Exercise:
Copy out the MTA funding text from "With a price" to "promise of money.", changing "chunk of change" to "sum of money".

Excerpted text:
★ ★ ★
With a price tag of $21.3 billion from 2005 to 2009, these projects and regular maintenance all cost a large chunk of change. Right now, the city and state are kicking in just 19 percent of that funding while the feds are throwing in 31 percent and the MTA through bonds and other funds sources is generating the rest. That 19 percent is up from 2 percent during the early years of this decade. No wonder the MTA is skeptical that the state and city will deliver on Spitzer’s promise of money.
The next found of capital improvements are due to the state by March 31, 2008, and the MTA has a good sense of what they want to do. Outside of the Second Ave. Subway and 7 Line Extension — still the biggest fiscal parts of the new capital plan — the MTA wants a third track on the main line of the LIRR, Metro-North tracks on the Tappan Zee Bridge, Penn Station Access for Metro-North (and Moynihan Station), a Stewart Airport rail connection, and computer-based train controls to allow for a higher train frequency. These proposals are estimated to cost at least another $22.278 billion over a four-year span.
Meanwhile, the subways have to keep up with the Jones’. MetroCard technology is woefully out of date, and touchcard entry systems are the wave of the present. Route signs with the times until the next trains are now standard in every other major subway system except ours, and as London and Paris, the MTA’s main competitors, if you will, invest in their systems, ours becomes more and more out of date.
All of this is to say that money does not grown on trees, and MTA CEO and Executive Director Lee Sander is well aware of the need to provide for the future of this city’s public transportation. As politicians continue to grandstand over the MTA’s fare hike, Sander has tried to go on the offensive with his justifications for a fare hike. Yesterday, speaking to the New York Building Congress, Sander discussed the billions of dollars required to ensure the MTA’s capital and fiscal future.
★ ★ ★
Dataset content:
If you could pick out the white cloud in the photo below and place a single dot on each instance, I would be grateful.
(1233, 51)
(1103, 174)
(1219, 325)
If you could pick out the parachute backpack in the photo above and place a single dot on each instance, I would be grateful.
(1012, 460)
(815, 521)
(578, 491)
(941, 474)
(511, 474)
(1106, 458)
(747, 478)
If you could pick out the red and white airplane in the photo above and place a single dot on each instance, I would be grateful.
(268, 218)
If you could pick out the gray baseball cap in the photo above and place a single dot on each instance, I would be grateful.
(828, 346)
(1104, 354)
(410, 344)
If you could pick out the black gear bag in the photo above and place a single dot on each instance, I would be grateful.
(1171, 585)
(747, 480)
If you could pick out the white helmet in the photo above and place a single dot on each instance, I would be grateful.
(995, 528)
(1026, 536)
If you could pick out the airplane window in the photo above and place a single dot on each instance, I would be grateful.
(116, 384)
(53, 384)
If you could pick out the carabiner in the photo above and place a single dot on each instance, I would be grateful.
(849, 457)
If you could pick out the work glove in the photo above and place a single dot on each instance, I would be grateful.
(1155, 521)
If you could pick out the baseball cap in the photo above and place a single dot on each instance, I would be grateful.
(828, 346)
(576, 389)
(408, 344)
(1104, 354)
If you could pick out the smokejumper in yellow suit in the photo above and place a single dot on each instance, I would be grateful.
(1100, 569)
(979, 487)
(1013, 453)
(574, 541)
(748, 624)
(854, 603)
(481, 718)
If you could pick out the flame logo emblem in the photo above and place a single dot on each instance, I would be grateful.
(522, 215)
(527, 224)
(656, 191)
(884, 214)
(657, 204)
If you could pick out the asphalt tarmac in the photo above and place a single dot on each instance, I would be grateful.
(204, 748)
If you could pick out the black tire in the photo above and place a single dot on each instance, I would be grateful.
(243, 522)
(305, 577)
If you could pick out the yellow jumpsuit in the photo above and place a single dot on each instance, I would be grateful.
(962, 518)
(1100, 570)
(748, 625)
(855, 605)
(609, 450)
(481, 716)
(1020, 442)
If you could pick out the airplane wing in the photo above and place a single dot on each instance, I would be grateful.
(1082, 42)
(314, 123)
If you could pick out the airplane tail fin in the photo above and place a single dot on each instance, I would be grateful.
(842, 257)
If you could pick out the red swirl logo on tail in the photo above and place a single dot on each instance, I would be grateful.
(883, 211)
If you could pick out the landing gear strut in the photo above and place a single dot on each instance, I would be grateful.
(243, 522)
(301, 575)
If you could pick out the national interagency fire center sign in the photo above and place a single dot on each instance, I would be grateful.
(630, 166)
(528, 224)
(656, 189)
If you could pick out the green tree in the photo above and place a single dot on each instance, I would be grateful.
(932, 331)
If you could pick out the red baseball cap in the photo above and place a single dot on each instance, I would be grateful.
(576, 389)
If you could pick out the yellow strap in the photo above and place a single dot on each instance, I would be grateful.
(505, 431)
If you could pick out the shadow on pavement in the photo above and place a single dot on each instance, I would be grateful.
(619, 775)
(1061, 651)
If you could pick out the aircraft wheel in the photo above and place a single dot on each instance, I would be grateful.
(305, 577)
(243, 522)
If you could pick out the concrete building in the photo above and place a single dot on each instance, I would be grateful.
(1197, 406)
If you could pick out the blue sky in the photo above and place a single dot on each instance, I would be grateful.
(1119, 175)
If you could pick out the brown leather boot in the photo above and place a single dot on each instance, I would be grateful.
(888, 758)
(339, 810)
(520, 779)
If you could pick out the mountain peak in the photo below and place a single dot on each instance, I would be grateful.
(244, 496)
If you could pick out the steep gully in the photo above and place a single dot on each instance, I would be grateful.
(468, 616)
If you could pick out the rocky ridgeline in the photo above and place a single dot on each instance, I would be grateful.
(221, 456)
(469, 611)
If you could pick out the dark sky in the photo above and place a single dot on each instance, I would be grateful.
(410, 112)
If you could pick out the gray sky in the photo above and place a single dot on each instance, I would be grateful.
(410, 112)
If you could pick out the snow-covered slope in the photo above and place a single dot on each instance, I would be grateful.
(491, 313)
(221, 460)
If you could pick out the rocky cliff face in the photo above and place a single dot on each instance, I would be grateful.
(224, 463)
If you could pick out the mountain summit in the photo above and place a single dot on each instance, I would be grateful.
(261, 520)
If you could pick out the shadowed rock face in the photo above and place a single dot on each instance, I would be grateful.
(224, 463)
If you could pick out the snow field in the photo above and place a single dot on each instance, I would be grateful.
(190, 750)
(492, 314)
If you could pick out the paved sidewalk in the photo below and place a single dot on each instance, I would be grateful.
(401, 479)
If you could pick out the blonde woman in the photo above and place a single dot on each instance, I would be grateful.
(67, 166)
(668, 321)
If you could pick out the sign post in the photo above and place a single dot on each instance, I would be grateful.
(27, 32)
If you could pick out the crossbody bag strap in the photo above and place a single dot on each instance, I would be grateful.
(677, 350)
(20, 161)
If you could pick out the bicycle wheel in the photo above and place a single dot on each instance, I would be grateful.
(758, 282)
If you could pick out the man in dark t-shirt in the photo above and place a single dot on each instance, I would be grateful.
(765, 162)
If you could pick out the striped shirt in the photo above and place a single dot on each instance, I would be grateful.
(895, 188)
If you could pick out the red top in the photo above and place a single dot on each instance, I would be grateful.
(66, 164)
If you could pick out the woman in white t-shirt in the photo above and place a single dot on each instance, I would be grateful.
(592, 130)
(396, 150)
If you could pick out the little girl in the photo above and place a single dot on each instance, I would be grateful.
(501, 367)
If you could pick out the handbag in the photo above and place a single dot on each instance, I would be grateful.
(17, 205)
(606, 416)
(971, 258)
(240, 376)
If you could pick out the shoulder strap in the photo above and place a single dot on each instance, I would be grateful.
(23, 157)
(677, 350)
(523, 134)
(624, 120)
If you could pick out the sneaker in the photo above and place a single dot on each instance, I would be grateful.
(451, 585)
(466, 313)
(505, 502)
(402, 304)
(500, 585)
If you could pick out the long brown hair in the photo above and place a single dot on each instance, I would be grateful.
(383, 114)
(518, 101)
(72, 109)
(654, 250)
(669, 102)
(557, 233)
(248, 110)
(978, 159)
★ ★ ★
Task solution:
With a price tag of $21.3 billion from 2005 to 2009, these projects and regular maintenance all cost a large sum of money. Right now, the city and state are kicking in just 19 percent of that funding while the feds are throwing in 31 percent and the MTA through bonds and other funds sources is generating the rest. That 19 percent is up from 2 percent during the early years of this decade. No wonder the MTA is skeptical that the state and city will deliver on Spitzer’s promise of money.